_What to work on_:
1. According to the blog post, how long will Hannah have to lie still during the MRI?
2. For each statement, say whether the blog post agrees with it, and quote the words that decide it: (a) Hannah is upset because she wants to skip school. (b) The writer prefers that the MRI be done without a general anaesthetic. (c) The writer likes hospitals.
3. Using the blog post, explain why the writer hopes Hannah manages to lie still through the MRI.

_Provided passage_:

*** Begin section ***

Monday, May 30, 2016

M r I

Tomorrow is the day of Hannah's mri . I'm not looking forward to it. Not a fan of hospitals. Tonight I have a headache and a daughter in tears because she doesn't want to miss school - she tells me she needs to learn. I wish these blips weren't there for her to deal with.
Tomorrow will be difficult for her. She'll work hard to understand what the adults want. She'll be brave when they place the canular and a bit scared when they take her into the room with the machine and ask her to ly on the table. She'll struggle to climb up and be awkward in trying to lay herself down but she won't give up. She'll laugh at the headphones designed to dull the noise of the machine and startle when the noise starts for real. She'll enjoy lying there watching a DVD but struggle to lay still for 45 minutes. 
I'm hoping she pulls it off though cos this way is preferable to needing a general anaesthetic for the procedure. After this one we should be able to go straight home.

Wish us well - I'm feeling nervous.

Sunday, May 15, 2016

Cranky

I have to say that I'm feeling anger right now. White hot if I let it but I'm tamping it down, as best I can. Maybe smouldering red hot coals.

*** End section ***

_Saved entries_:
*** Begin section ***

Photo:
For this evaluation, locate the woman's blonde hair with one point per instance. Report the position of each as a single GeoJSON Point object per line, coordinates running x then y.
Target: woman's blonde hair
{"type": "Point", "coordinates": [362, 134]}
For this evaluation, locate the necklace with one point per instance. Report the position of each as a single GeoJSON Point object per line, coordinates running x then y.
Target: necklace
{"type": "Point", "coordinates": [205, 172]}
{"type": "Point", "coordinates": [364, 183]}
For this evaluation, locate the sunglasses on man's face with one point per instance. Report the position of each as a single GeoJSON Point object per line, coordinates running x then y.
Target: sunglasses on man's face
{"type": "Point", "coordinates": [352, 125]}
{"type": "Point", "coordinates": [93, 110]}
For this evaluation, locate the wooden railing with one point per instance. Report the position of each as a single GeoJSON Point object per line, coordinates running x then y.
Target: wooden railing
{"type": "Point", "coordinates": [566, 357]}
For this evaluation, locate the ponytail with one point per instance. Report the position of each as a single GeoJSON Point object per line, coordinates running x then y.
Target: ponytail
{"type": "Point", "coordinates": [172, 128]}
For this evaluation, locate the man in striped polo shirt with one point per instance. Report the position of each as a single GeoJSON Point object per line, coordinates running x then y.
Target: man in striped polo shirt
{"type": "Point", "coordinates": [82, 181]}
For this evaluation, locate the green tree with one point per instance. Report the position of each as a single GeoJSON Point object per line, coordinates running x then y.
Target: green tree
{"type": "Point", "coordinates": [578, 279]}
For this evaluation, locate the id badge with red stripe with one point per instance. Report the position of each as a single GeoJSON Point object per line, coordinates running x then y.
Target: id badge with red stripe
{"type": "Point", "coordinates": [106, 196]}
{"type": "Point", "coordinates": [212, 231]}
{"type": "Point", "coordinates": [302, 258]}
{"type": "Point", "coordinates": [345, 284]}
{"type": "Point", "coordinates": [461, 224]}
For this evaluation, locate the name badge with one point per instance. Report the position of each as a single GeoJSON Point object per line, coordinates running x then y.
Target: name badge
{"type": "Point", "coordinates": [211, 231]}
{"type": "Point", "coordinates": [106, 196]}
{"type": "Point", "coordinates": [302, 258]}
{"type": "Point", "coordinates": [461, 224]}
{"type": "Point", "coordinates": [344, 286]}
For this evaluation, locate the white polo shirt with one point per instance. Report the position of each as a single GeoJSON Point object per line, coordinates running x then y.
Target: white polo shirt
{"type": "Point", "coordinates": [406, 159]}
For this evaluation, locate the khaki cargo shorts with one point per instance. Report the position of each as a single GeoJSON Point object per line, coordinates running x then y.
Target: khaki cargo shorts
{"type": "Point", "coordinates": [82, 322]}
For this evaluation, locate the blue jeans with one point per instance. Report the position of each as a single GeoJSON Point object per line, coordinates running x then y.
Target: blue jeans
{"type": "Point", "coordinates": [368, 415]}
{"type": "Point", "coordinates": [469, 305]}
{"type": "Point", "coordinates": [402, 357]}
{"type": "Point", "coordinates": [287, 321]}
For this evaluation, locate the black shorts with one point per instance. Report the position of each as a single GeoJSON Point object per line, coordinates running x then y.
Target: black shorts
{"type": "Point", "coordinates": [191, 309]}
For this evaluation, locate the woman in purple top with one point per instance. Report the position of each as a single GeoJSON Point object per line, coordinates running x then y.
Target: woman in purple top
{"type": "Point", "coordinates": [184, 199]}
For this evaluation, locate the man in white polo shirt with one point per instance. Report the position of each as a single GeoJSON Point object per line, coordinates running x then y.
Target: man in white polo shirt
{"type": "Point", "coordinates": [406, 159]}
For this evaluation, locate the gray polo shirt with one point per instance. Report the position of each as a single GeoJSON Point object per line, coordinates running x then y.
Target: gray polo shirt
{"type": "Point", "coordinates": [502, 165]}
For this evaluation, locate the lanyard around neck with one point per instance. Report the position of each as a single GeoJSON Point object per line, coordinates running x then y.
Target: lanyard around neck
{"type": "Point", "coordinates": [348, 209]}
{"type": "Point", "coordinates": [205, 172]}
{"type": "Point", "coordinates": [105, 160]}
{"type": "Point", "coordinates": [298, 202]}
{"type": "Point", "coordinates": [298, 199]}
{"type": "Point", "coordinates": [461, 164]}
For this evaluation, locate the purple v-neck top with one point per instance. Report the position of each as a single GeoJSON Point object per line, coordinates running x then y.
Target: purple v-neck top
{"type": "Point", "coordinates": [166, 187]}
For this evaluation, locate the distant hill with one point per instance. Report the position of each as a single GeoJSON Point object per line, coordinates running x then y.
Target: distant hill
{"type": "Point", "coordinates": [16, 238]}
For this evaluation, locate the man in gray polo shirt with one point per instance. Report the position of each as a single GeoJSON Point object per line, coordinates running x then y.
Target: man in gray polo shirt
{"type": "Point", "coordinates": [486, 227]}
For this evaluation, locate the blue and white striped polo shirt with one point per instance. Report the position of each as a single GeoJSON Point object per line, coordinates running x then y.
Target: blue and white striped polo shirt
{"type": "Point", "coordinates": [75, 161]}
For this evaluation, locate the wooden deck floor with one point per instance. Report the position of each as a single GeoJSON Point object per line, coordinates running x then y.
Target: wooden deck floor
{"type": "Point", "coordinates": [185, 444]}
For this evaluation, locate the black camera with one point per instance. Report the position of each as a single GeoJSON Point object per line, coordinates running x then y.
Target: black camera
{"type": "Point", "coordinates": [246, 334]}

*** End section ***

_Responses to the tasks_:
1. 45 minutes.

2.
(a) No: "she doesn't want to miss school - she tells me she needs to learn"
(b) Yes: "this way is preferable to needing a general anaesthetic for the procedure"
(c) No: "Not a fan of hospitals."

3. If Hannah manages it, she can have the MRI this way rather than needing a general anaesthetic. The writer says this is the preferable option. After this kind of MRI, they should be able to go straight home.